- [REQUIREMENTS] Reproduce the material below in full, swapping every "new line" for "separate line" and changing nothing else.

□ □ □

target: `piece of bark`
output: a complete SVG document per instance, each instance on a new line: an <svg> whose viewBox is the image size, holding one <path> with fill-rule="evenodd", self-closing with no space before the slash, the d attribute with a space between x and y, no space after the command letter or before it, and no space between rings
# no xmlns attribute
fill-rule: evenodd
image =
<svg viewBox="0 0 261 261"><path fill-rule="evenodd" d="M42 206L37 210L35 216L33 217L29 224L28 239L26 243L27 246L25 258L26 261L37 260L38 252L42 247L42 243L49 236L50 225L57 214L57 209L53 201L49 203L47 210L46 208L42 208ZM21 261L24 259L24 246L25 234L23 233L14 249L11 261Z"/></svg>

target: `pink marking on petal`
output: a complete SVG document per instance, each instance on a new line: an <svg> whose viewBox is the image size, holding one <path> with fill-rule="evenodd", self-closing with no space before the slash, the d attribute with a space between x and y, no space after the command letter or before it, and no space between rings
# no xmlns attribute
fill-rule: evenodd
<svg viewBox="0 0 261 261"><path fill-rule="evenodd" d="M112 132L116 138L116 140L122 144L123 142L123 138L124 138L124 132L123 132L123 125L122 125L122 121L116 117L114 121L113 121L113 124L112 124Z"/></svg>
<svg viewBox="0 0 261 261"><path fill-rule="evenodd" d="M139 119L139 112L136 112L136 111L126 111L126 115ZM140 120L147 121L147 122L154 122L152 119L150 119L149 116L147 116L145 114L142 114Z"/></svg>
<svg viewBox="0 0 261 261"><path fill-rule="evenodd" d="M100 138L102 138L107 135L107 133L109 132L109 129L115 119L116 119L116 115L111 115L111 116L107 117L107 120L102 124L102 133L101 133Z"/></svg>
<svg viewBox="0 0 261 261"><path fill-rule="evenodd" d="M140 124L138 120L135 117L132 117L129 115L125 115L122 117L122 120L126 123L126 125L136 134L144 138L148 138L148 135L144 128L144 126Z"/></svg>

□ □ □

- [TASK OUTPUT]
target: `piece of bark`
output: a complete SVG document per instance, each instance on a separate line: an <svg> whose viewBox is the image size, holding one <path> with fill-rule="evenodd", self-closing with no space before the slash, the d attribute with a space between x and y, no space after the command letter or before it, and no space between rings
# no xmlns attribute
fill-rule: evenodd
image =
<svg viewBox="0 0 261 261"><path fill-rule="evenodd" d="M42 206L37 210L35 216L33 217L29 224L28 239L26 243L27 246L25 258L26 261L37 260L38 252L42 247L42 243L49 236L50 225L57 214L57 209L53 201L49 203L47 210L46 208L42 208ZM21 261L24 259L24 246L25 234L23 233L14 249L11 261Z"/></svg>

target: `pink marking on petal`
output: a complete SVG document per instance, each instance on a separate line: an <svg> whose viewBox is the image size, holding one <path> with fill-rule="evenodd", self-closing with no space before the slash, the d attribute with a space between x and y, no space after the command letter or before it, and no space between rings
# no xmlns attribute
fill-rule: evenodd
<svg viewBox="0 0 261 261"><path fill-rule="evenodd" d="M112 132L116 138L116 140L122 144L123 142L123 138L124 138L124 132L123 132L123 125L122 125L122 121L116 117L114 121L113 121L113 124L112 124Z"/></svg>
<svg viewBox="0 0 261 261"><path fill-rule="evenodd" d="M139 119L139 112L136 112L136 111L126 111L126 115ZM140 120L147 121L147 122L154 122L152 119L150 119L149 116L147 116L145 114L142 114Z"/></svg>
<svg viewBox="0 0 261 261"><path fill-rule="evenodd" d="M100 138L102 138L107 135L107 133L109 132L109 129L115 119L116 119L116 115L111 115L111 116L107 117L107 120L102 124L102 133L101 133Z"/></svg>
<svg viewBox="0 0 261 261"><path fill-rule="evenodd" d="M140 124L138 120L135 117L132 117L129 115L125 115L122 117L122 120L126 123L126 125L136 134L144 138L148 138L148 135L144 128L144 126Z"/></svg>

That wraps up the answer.